REQUISITO: Dê continuidade ao texto sobre o poder das palavras e o lar, escrevendo a partir da última frase apresentada.

---- TRECHO FORNECIDO

Você acha que as palavras têm algum poder em nossas vidas?
Algumas pessoas não acreditam que as palavras podem ter uma força indescritível em nossas vidas e na formação de nosso caráter, mas têm. Imaginemos aqui uma cena: um garotinho de 5 anos chorando e pedindo colo porque está com sono e cansado. Um pai e uma mãe estressados do dia a dia e com sua relação desgastada. O pai grita: “não vou te dar colo nenhum, você já é bem grandinho, vai para a cama dormir”. Essa rejeição pronunciada pela altura da voz, emoção empregada e gestual condizente, fica impressa na cabeça e no corpo desse ser que vai crescer com severos desajustes emocionais. Principalmente se isso se repetir por muito tempo.
Um lar onde palavras são usadas para agredir, humilhar e se desfazer do outro, vai danificando o aspecto psíquico do ser, vai poluindo nossa alma. Não é um lar, é somente uma residência, uma moradia, uma casa. Um refúgio tem que ser um lugar de parada, um abrigo da chuva das horas difíceis, um amparo nos momentos em que não sei o que fazer. Se você está vivendo numa residência é necessário repensar como ela poderia se tornar um lar para você. Um lar pode ser composto por uma pessoa e um animal de estimação, ou por pessoas que nem são parentes, mas se tornaram uma família, são afins, são irmãs de coração. Não há regras para se ter um lar, entretanto ele é aquele lugar em que você se sente bem, simples assim.
O que você acha de tentar?
Então, pegue lápis e papel e bora lá! Escreva 6 coisas que você vive na sua casa (no sentido de acolhimento e bem-estar, nada de bens materiais, ou o contrário. Tem gente por aí com casa pobre e lar rico.), e separe em duas colunas: boas e ruins.

--------
---- DADOS

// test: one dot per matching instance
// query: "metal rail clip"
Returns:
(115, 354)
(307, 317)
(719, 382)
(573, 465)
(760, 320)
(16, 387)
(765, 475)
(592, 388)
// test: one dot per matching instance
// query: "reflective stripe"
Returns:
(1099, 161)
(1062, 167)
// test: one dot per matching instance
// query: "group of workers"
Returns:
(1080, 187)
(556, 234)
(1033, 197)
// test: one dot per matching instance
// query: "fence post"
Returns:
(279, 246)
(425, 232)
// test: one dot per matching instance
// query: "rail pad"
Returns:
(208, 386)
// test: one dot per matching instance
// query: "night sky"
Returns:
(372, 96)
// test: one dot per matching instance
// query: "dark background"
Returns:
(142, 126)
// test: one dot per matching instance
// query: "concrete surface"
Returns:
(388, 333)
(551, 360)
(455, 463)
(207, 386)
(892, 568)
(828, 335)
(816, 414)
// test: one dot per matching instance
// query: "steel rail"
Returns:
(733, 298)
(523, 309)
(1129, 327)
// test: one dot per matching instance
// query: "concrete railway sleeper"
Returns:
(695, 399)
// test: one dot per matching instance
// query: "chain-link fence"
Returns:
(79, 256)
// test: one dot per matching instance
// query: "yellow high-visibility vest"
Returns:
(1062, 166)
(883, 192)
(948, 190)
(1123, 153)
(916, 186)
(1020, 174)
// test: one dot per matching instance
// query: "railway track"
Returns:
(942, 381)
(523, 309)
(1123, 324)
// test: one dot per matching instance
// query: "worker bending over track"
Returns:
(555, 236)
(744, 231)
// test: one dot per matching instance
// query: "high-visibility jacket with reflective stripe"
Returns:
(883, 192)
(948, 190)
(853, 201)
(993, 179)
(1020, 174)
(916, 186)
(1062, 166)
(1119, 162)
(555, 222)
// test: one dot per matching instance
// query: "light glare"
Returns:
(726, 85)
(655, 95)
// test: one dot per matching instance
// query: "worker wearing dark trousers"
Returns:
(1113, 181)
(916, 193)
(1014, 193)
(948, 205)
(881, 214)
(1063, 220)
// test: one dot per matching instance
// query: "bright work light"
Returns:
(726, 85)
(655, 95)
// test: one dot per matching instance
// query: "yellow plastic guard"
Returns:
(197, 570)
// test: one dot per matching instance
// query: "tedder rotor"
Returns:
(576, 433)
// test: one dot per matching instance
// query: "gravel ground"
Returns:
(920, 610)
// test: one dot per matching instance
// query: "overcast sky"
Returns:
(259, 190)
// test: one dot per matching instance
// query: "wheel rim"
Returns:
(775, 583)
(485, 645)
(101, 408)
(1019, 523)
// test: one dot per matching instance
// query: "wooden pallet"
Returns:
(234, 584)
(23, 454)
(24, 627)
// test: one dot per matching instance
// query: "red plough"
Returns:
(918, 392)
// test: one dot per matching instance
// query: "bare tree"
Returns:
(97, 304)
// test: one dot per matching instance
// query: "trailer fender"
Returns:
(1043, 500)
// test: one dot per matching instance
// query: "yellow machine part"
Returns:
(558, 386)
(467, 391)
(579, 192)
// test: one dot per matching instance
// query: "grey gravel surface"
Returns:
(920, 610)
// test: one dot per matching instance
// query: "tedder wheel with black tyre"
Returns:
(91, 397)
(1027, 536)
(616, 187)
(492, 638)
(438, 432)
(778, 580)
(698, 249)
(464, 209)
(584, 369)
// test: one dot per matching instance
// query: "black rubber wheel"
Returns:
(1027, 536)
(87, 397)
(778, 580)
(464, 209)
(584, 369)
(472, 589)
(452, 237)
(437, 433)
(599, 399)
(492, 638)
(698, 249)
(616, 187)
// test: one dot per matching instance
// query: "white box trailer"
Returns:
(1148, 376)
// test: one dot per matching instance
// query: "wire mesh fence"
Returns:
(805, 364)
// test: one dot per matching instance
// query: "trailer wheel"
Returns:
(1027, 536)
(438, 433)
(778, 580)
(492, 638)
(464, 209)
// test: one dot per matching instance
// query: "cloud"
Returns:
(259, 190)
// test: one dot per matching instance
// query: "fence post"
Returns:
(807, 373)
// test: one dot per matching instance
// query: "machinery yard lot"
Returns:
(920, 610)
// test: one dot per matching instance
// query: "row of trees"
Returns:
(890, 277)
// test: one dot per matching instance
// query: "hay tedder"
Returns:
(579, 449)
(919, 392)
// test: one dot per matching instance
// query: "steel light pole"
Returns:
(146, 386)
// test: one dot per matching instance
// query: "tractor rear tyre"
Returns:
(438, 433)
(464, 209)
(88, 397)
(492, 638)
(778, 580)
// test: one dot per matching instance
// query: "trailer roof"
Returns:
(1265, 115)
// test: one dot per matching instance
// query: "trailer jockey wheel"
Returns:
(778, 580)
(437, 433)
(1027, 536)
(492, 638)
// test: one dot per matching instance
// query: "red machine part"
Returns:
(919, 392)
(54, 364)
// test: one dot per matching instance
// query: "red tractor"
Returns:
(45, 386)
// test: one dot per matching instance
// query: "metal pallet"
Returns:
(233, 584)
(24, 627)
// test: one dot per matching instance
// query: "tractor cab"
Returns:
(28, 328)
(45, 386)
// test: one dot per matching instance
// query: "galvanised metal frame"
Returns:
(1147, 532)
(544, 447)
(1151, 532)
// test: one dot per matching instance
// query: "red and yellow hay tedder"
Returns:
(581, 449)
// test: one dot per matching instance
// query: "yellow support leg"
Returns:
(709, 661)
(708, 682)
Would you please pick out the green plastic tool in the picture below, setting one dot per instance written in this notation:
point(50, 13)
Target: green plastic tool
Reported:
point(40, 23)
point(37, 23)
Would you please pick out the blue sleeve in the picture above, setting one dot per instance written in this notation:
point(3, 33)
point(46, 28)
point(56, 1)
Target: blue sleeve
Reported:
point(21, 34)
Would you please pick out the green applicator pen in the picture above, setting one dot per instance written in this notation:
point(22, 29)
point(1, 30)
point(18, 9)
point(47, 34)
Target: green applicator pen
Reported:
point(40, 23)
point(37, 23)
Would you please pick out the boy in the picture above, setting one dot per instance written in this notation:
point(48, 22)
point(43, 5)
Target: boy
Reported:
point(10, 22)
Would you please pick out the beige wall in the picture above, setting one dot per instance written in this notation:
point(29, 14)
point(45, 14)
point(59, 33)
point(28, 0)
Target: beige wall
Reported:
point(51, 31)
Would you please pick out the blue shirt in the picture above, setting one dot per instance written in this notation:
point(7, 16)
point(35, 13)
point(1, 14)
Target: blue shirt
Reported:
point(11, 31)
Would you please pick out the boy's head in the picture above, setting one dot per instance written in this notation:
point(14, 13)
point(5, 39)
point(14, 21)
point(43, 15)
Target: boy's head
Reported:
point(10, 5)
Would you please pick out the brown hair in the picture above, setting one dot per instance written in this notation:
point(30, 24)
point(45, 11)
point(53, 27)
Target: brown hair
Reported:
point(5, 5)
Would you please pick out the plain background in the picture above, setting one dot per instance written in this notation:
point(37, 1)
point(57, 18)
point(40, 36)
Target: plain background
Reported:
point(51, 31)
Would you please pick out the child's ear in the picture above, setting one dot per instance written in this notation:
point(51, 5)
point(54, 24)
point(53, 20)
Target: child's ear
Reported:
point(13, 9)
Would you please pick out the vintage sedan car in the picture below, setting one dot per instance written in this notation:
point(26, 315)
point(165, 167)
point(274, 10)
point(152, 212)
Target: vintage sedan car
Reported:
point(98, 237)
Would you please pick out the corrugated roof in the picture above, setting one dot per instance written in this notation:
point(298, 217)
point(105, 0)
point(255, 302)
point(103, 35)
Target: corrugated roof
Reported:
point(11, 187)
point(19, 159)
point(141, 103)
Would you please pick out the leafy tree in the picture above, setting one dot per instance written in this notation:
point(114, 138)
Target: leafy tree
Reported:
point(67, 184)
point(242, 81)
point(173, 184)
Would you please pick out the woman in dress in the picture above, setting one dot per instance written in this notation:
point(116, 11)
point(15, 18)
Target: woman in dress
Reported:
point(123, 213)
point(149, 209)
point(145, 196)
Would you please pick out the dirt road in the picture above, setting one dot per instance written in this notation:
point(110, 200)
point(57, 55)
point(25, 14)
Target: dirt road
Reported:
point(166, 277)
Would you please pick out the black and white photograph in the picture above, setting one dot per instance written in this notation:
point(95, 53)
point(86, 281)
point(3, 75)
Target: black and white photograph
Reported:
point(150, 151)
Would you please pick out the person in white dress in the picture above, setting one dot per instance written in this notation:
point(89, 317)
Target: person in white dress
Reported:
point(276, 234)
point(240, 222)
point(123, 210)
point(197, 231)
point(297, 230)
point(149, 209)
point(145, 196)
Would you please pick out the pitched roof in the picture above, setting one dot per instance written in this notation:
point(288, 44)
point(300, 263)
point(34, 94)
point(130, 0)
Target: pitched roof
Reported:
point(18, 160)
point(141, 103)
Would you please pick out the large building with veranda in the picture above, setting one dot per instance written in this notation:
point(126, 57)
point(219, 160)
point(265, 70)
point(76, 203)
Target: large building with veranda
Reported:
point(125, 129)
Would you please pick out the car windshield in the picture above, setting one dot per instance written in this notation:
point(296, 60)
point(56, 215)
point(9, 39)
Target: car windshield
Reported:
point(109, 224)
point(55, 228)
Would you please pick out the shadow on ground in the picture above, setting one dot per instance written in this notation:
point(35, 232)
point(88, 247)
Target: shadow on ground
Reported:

--------

RESULTADO FINAL:
Daí você vai observar quantas coisas você considerou “boas” para ser um lar onde gostaria de estar e quantas são “ruins”, ou seja, não correspondem a sua expectativa. Se a quantidade de situações e emoções vividas foram mais positivas do que negativas no seu modo de ver e entender o que é um lar, ótimo, você está no lugar certo. Aqui lembro que o que pode ser bom para um pode ser ruim para outro. Eu, por exemplo, por mais que ame animais, não poderia viver maritalmente com quem quisesse beijar na boca de um cãozinho, ou ainda viver com alguém que fosse preconceituoso. Então, só você sabe o que pode tolerar.
Digamos que eu tenha, então, anotado 4 coisas boas contra 2 coisas ruins. Isso pode ser melhorado, mas está bom, pois não há nada perfeito neste mundo, nem um LAR. Daí a sugestão é mais diálogo e compreensão. Talvez fosse bom um conjunto de regras para facilitar a convivência, como, por exemplo, “para entrar no meu quarto, preciso que batam na porta antes”, “acabando de fazer a refeição, lave seus pratos”, mas também psicoterapia. Porém, se você anotou 2 coisas boas contra 4 ruins, aí a coisa está complicada e é melhor pensar em uma saída urgente. Sei que não é simples, mas não conseguimos nunca mudar pessoas (às vezes conseguimos influenciá-las), e se meu entorno não corresponde ao que preciso receber (e doar) para ter uma vida mental saudável, preciso começar a me articular para conseguir o lar desejado. Conversar e mostrar às pessoas que também tenho necessidades a serem respeitadas, pode ajudar.
E quando falo aqui em receber e doar é para lembrar que na vida tudo é uma via de mão dupla, “um toma lá da cá” incessante. Se você quer pessoas legais a sua volta, acolhedoras, isso deve começar com e por você, não acha?
Pense que nem sempre nascemos no lar e família que queremos, mas na que precisamos. E se uma casa pode se tornar um lar, ela precisa ter afeto, afetados e afetadores. Para que volte a existir um lar em sua casa, é preciso que você também seja um lar para você mesmo/a e para as pessoas a sua volta. Vamos conversar?
Se precisar de ajuda urgente aqui em Londres, entre em contato https://www.refuge.org.uk/ (Against domestic violence).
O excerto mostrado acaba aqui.